The problem
Write back every record verbatim.
**** Records shown
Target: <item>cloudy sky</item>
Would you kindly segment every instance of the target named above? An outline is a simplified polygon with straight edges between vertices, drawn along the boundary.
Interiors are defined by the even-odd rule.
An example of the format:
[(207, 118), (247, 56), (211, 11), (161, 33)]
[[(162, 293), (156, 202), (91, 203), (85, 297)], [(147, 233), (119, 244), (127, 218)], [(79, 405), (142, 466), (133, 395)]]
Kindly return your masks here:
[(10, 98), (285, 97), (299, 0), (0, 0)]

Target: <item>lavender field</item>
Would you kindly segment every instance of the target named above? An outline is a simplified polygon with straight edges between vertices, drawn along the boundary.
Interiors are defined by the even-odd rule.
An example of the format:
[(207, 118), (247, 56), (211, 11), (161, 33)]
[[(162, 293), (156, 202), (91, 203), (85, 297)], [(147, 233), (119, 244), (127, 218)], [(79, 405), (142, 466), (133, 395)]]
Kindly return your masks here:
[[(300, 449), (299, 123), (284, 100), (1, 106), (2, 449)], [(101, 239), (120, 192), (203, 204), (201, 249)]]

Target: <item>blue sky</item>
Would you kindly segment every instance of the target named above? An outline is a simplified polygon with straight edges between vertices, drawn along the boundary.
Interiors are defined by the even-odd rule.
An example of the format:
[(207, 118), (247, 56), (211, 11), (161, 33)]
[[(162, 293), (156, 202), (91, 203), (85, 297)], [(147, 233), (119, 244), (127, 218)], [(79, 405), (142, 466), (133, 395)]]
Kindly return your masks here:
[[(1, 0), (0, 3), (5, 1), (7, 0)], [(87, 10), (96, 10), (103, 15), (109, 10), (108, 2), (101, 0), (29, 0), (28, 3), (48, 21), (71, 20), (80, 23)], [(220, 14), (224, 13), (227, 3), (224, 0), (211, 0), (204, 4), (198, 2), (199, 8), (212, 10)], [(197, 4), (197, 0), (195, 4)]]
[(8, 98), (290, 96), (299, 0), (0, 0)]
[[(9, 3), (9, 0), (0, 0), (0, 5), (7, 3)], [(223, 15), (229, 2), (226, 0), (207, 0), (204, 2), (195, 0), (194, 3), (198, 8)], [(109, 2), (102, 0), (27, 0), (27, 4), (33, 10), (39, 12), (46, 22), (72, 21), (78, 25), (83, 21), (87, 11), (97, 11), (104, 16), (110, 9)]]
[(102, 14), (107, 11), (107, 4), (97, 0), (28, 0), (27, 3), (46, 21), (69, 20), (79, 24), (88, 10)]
********
Finished exercise
Target: <item>cloudy sky</item>
Would you kindly segment every instance of the target named above? An outline is a simplified polygon with straight edges between vertices, drawn along the boundary.
Interiors are defined by the even-odd rule.
An example of the format:
[(207, 118), (247, 56), (211, 11), (161, 33)]
[[(162, 293), (156, 202), (91, 203), (85, 297)], [(147, 233), (119, 244), (127, 218)], [(79, 405), (142, 466), (133, 395)]]
Kindly return your masks here:
[(10, 98), (285, 97), (299, 0), (0, 0)]

Target: <item>lavender field</item>
Would you kindly segment every instance of the target named above? An outline is a simplified polygon with straight edges between vertices, drawn along the boundary.
Interiors are defined by the even-odd rule.
An example of the format:
[(207, 118), (247, 56), (211, 11), (161, 33)]
[[(162, 293), (156, 202), (91, 203), (85, 297)], [(147, 233), (119, 244), (127, 218)], [(79, 405), (142, 466), (133, 395)]]
Kindly return your masks here:
[[(300, 449), (299, 123), (284, 100), (1, 106), (2, 449)], [(101, 239), (120, 192), (203, 204), (201, 249)]]

Target: <item>blue sky</item>
Would you kindly segment every instance of the target named above? An outline is a simplified polygon with straight edges between vertices, drawn along the boundary.
Interiors are defined by the even-odd rule.
An example of the format:
[(207, 118), (247, 56), (211, 11), (161, 33)]
[[(162, 293), (156, 202), (91, 203), (85, 297)], [(147, 233), (119, 244), (127, 218)], [(79, 405), (142, 466), (133, 395)]]
Kindly return your masks here:
[[(1, 0), (0, 3), (5, 1), (7, 0)], [(87, 10), (96, 10), (103, 15), (109, 10), (108, 2), (101, 0), (29, 0), (28, 3), (48, 21), (71, 20), (80, 23)], [(220, 14), (224, 13), (227, 3), (224, 0), (211, 0), (204, 4), (198, 2), (199, 8), (212, 10)], [(197, 4), (197, 0), (195, 4)]]
[(8, 98), (290, 96), (299, 0), (0, 0)]
[[(9, 3), (9, 0), (0, 0), (0, 5), (7, 3)], [(223, 15), (229, 2), (226, 0), (207, 0), (204, 2), (195, 0), (194, 3), (198, 8)], [(109, 2), (102, 0), (27, 0), (27, 4), (33, 10), (39, 12), (46, 22), (72, 21), (78, 25), (83, 21), (87, 11), (97, 11), (104, 16), (110, 9)]]
[(102, 14), (107, 11), (107, 4), (97, 0), (28, 0), (27, 3), (46, 21), (69, 20), (79, 24), (88, 10)]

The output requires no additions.